Extract to read:

DeForest Clinton Jarvis (March 15, 1881 – August 15, 1966) was an American physician from Vermont. He is best known for drinking vinegar folk medicine. He recommended a mixture of raw apple cider vinegar and honey that has variously been called switchel or honegar, as a health tonic. He promoted the use of vinegar to keep the acidity of the body more acidic than alkaline, which he believed treated medical problems like burns and varicose veins.

==Biography==
Jarvis was born in Plattsburgh, New York, into a fifth-generation Vermont family and grew up in Burlington, Vermont. His parents were George Jarvis and Abbie Vincent. He graduated from the University of Vermont Medical College in 1904, and began practicing medicine in Barre, Vermont, in 1909.

Jarvis married Pearl Macomber, and they had a daughter, Sylvia Jarvis Smith (b. June 29, 1914, d. December 27, 2009), She graduated from the University of Vermont in 1936. Jarvis's hobbies included making jewelry and playing the cello, and he managed a children's orchestra for 22 years.

Jarvis's 1958 book Folk Medicine: A Vermont Doctor's Guide to Good Health was on The New York Times Best Seller list for two years, ultimately selling over one million copies, more than 245,000 copies in a single year, and was still in print as of 2002. One reviewer wrote, "Pliny, the ancient Roman originator of the doctrine of signatures, used honey and vinegar to cleanse the system and promote good health. D. C. Jarvis, M.D. in Folk Medicine has re-popularized the use of honey and apple cider vinegar in modern times."

He died at the Girouard Nursing Home in South Barre, Vermont, at the age of 85. The cause of death was a chronic kidney infection, coupled with cerebral thrombosis and arteriosclerosis.

After his death in 1966, Jarvis's office was dismantled and shipped to the Shelburne Museum, where it was reconstructed and is still displayed, as an example of a small-town Vermont doctor's office.

Source material:
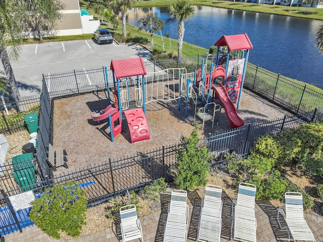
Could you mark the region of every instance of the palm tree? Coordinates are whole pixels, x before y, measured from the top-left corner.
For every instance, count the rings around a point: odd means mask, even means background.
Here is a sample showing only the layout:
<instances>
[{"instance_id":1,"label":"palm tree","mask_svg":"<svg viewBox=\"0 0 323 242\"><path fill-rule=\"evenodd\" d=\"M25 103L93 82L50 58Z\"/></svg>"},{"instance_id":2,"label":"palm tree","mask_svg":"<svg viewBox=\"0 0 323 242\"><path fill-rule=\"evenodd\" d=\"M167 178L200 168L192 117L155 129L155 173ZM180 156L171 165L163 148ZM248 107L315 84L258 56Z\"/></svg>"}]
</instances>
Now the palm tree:
<instances>
[{"instance_id":1,"label":"palm tree","mask_svg":"<svg viewBox=\"0 0 323 242\"><path fill-rule=\"evenodd\" d=\"M323 54L323 25L321 25L316 33L316 46L318 51Z\"/></svg>"},{"instance_id":2,"label":"palm tree","mask_svg":"<svg viewBox=\"0 0 323 242\"><path fill-rule=\"evenodd\" d=\"M178 26L177 27L177 34L178 40L178 61L182 61L182 47L183 47L183 39L185 28L184 21L194 15L195 9L188 0L177 0L169 7L170 14L174 19L178 19Z\"/></svg>"},{"instance_id":3,"label":"palm tree","mask_svg":"<svg viewBox=\"0 0 323 242\"><path fill-rule=\"evenodd\" d=\"M0 0L0 59L11 89L11 96L16 102L20 100L10 60L17 60L22 44L22 34L18 18L19 6L14 1Z\"/></svg>"},{"instance_id":4,"label":"palm tree","mask_svg":"<svg viewBox=\"0 0 323 242\"><path fill-rule=\"evenodd\" d=\"M111 8L114 10L121 12L122 18L122 35L127 36L126 34L126 12L131 9L136 3L136 0L112 0L110 2Z\"/></svg>"}]
</instances>

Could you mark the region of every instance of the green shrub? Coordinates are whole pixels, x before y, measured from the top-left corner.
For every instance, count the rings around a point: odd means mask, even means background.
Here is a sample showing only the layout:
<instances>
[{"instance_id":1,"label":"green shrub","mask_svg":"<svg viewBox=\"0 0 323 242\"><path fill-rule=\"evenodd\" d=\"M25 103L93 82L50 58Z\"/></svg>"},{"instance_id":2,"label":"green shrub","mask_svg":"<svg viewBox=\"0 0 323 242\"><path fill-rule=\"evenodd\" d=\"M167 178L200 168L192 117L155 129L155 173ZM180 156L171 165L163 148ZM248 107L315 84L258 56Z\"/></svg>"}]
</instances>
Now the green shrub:
<instances>
[{"instance_id":1,"label":"green shrub","mask_svg":"<svg viewBox=\"0 0 323 242\"><path fill-rule=\"evenodd\" d=\"M163 49L163 47L160 46L153 46L152 48L152 52L158 54L164 53L164 49Z\"/></svg>"},{"instance_id":2,"label":"green shrub","mask_svg":"<svg viewBox=\"0 0 323 242\"><path fill-rule=\"evenodd\" d=\"M323 200L323 184L319 184L315 188L316 190L316 197Z\"/></svg>"},{"instance_id":3,"label":"green shrub","mask_svg":"<svg viewBox=\"0 0 323 242\"><path fill-rule=\"evenodd\" d=\"M164 178L159 178L149 186L146 186L141 191L142 198L150 201L159 199L160 193L166 192L166 183Z\"/></svg>"},{"instance_id":4,"label":"green shrub","mask_svg":"<svg viewBox=\"0 0 323 242\"><path fill-rule=\"evenodd\" d=\"M140 36L127 38L125 41L127 43L138 43L138 44L147 44L149 42L147 38Z\"/></svg>"},{"instance_id":5,"label":"green shrub","mask_svg":"<svg viewBox=\"0 0 323 242\"><path fill-rule=\"evenodd\" d=\"M73 181L47 188L32 202L29 218L55 238L60 238L60 231L75 237L85 224L87 200L85 194Z\"/></svg>"},{"instance_id":6,"label":"green shrub","mask_svg":"<svg viewBox=\"0 0 323 242\"><path fill-rule=\"evenodd\" d=\"M265 135L257 139L251 154L255 156L263 157L272 159L274 163L279 157L282 148L270 135Z\"/></svg>"},{"instance_id":7,"label":"green shrub","mask_svg":"<svg viewBox=\"0 0 323 242\"><path fill-rule=\"evenodd\" d=\"M208 53L213 54L217 53L217 49L218 49L218 47L217 46L212 46L210 47L210 49L208 51Z\"/></svg>"},{"instance_id":8,"label":"green shrub","mask_svg":"<svg viewBox=\"0 0 323 242\"><path fill-rule=\"evenodd\" d=\"M188 138L182 136L176 148L178 175L175 180L180 189L194 189L206 184L211 156L206 147L199 146L198 129L195 126Z\"/></svg>"},{"instance_id":9,"label":"green shrub","mask_svg":"<svg viewBox=\"0 0 323 242\"><path fill-rule=\"evenodd\" d=\"M257 187L256 199L265 200L280 198L281 195L285 193L287 185L286 179L282 177L280 172L277 170L273 170L264 179L251 180L249 183Z\"/></svg>"}]
</instances>

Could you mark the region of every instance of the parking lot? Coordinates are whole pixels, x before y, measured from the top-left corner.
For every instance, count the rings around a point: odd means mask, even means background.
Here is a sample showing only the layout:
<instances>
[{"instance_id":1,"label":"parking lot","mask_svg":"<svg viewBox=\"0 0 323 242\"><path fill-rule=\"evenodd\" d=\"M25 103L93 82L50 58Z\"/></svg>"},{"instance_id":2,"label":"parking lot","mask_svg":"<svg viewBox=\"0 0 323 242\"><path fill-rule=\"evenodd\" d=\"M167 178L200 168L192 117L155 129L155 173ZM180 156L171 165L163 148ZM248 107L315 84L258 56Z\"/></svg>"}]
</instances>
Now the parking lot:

Work instructions:
• 1. Translate this sentence from the article on DeForest Clinton Jarvis above into French: "He graduated from the University of Vermont Medical College in 1904, and began practicing medicine in Barre, Vermont, in 1909."
• 2. Reproduce the passage of the Jarvis article above verbatim, starting at the words "Jarvis married Pearl" and stopping after "for 22 years.".

Exercise answers:
• 1. Il est diplômé de la faculté de médecine de l'Université du Vermont en 1904 et commence à exercer la médecine à Barre, dans le Vermont, en 1909.

• 2.
Jarvis married Pearl Macomber, and they had a daughter, Sylvia Jarvis Smith (b. June 29, 1914, d. December 27, 2009), She graduated from the University of Vermont in 1936. Jarvis's hobbies included making jewelry and playing the cello, and he managed a children's orchestra for 22 years.